VORLIEGENDER TEXT
= = =
Ein weiterer Faktor, der mittelfristig die chirurgische Weiterbildung beeinflussen wird, ist die Mindestmengenvereinbarung (MVV). Wie Prof. Hans-Joachim Meyer von der Klinik für Allgemein- und Viszeralchirurgie am Städtischen Klinikum Solingen berichtete, sind in Deutschland für sechs operative Eingriffe per Gesetz Mindestmengen vorgeschrieben.
Mindestmengen lenken Weiterbildung
Seit Inkrafttreten der MVV des Gemeinsamen Bundesausschusses (G-BA) im Jahr 2004 dürfen komplexe Eingriffe am Pankreas und am Ösophagus nur an Kliniken durchgeführt werden, die jährlich mindestens zehn dieser Operationen nachweisen können. Für die Transplantation von Leber, Niere oder Stammzellen gelten Mindestmengen von 20 beziehungsweise 25 Eingriffen, für Knie-Totalendoprothesen liegt die geforderte Mindestzahl seit 2006 bei 50 Eingriffen.
Angehende Viszeralchirurgen können ihre Weiterbildung daher künftig nicht mehr in einer einzigen Klinik absolvieren, weil sie nicht alle Eingriffe der Weiterbildungs- ordnung dort erlernen können. „Ärzte in Weiterbildung werden rotieren müssen“, bestätigte Meyer. Die logistischen Probleme, die sich hieraus ergeben, hielten sich allerdings in Grenzen: „Komplexe Eingriffe wie die Ösophagus- oder Pankreasresektion machen nur einen geringen Anteil der chirurgischen Weiterbildung aus.“
Bislang nichts als ein zahnloser Tiger
Ohnehin dürfe die Mindestmengenregelung nicht im Widerspruch zur chirurgischen Weiterbildungsordnung stehen und ebenso wenig die flächendeckende Versorgung gefährden. Zudem gälten die gesetzlichen Mindestmengen nur für planbare Leistungen, nicht aber für Akuteingriffe.
= = =
DATENSÄTZE
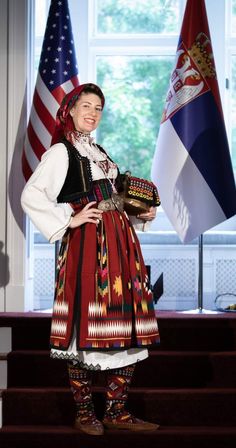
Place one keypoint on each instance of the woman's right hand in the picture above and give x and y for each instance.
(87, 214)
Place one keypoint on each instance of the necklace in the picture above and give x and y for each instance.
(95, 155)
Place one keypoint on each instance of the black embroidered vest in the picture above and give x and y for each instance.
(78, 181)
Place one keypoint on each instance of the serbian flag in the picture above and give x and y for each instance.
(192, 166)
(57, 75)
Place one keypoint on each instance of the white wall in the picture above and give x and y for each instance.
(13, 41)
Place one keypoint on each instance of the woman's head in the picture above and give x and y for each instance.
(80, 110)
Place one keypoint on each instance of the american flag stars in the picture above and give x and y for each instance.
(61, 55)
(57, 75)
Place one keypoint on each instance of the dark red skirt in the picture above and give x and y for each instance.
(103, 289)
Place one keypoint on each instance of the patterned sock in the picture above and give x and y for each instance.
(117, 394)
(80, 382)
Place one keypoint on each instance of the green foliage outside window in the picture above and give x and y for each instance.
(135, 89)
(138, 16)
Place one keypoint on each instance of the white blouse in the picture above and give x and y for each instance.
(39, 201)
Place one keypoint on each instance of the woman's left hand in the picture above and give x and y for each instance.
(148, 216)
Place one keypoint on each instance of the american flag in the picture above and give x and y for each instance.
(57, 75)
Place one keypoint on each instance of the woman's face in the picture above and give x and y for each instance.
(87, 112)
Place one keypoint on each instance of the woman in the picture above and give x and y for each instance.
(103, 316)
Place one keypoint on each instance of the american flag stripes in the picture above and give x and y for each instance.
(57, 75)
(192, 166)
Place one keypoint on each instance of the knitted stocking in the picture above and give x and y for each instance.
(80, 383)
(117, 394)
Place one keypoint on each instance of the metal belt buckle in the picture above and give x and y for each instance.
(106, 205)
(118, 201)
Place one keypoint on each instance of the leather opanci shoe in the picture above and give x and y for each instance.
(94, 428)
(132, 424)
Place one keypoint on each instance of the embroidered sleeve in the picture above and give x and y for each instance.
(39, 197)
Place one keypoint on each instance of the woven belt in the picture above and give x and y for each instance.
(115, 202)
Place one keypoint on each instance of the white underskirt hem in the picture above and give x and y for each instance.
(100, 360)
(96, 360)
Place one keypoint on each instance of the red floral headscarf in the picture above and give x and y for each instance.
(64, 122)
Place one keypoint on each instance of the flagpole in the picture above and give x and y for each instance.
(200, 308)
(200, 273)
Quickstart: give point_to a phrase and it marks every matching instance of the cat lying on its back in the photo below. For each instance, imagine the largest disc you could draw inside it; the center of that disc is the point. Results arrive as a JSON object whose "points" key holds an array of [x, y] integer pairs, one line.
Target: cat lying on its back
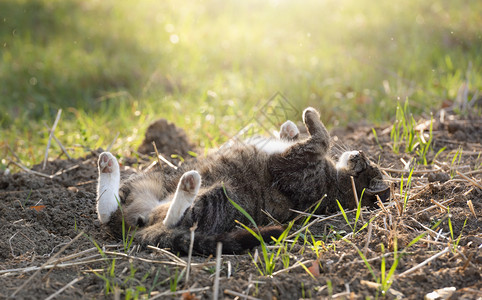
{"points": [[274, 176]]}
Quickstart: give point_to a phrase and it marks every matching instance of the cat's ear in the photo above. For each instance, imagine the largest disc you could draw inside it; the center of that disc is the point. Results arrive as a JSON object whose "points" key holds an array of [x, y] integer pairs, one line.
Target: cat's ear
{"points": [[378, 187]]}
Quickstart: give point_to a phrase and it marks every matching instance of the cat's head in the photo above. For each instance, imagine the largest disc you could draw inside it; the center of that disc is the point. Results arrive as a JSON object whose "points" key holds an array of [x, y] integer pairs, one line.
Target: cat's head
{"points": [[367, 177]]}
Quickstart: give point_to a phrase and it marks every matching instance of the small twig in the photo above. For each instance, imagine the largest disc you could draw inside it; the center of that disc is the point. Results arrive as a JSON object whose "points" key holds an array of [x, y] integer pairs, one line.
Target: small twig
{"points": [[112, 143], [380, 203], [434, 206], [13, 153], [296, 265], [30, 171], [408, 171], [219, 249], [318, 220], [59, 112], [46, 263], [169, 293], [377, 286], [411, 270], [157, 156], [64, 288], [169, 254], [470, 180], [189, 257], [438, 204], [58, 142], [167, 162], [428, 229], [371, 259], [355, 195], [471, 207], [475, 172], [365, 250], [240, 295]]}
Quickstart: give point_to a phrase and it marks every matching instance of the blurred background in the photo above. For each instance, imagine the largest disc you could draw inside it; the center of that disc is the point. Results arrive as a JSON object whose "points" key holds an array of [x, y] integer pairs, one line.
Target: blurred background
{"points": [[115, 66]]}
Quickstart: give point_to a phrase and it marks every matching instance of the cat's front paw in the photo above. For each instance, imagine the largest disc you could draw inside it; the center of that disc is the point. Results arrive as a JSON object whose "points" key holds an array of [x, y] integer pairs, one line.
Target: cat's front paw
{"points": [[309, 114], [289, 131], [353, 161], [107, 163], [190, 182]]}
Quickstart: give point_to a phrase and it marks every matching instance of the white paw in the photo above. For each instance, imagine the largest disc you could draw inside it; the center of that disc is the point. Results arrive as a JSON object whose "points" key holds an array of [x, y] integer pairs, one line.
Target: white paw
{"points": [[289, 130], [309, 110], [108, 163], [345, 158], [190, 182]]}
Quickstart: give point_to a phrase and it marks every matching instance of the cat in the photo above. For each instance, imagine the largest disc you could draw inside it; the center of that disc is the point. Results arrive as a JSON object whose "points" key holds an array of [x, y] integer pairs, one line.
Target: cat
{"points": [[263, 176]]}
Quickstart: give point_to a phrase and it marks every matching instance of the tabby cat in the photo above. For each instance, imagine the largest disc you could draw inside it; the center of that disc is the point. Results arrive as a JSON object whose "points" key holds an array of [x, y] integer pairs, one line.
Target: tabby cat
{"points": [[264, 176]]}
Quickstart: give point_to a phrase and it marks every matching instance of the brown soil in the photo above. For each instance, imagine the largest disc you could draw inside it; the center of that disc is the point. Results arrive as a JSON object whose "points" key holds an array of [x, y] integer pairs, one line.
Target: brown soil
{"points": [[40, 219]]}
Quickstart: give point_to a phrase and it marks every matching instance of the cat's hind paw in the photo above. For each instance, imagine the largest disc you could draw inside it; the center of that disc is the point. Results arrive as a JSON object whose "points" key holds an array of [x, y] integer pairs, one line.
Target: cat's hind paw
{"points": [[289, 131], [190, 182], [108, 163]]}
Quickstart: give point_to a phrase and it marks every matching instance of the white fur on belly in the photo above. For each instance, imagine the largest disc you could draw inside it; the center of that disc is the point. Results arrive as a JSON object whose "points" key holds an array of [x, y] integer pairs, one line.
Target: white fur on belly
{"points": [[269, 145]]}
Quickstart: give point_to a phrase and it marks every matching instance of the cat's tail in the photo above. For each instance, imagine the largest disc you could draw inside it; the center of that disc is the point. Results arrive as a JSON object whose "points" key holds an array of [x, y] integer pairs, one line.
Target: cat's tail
= = =
IHRE AUFGABE
Geben Sie aus dem Text über die Mindestmengen den Abschnitt wortgetreu aus, der mit den Worten „Angehende Viszeralchirurgen können“ anfängt und mit „aber für Akuteingriffe.“ schließt. Die Datensätze spielen für die Bearbeitung keine Rolle.

IHRE ANTWORT
Angehende Viszeralchirurgen können ihre Weiterbildung daher künftig nicht mehr in einer einzigen Klinik absolvieren, weil sie nicht alle Eingriffe der Weiterbildungs- ordnung dort erlernen können. „Ärzte in Weiterbildung werden rotieren müssen“, bestätigte Meyer. Die logistischen Probleme, die sich hieraus ergeben, hielten sich allerdings in Grenzen: „Komplexe Eingriffe wie die Ösophagus- oder Pankreasresektion machen nur einen geringen Anteil der chirurgischen Weiterbildung aus.“
Bislang nichts als ein zahnloser Tiger
Ohnehin dürfe die Mindestmengenregelung nicht im Widerspruch zur chirurgischen Weiterbildungsordnung stehen und ebenso wenig die flächendeckende Versorgung gefährden. Zudem gälten die gesetzlichen Mindestmengen nur für planbare Leistungen, nicht aber für Akuteingriffe.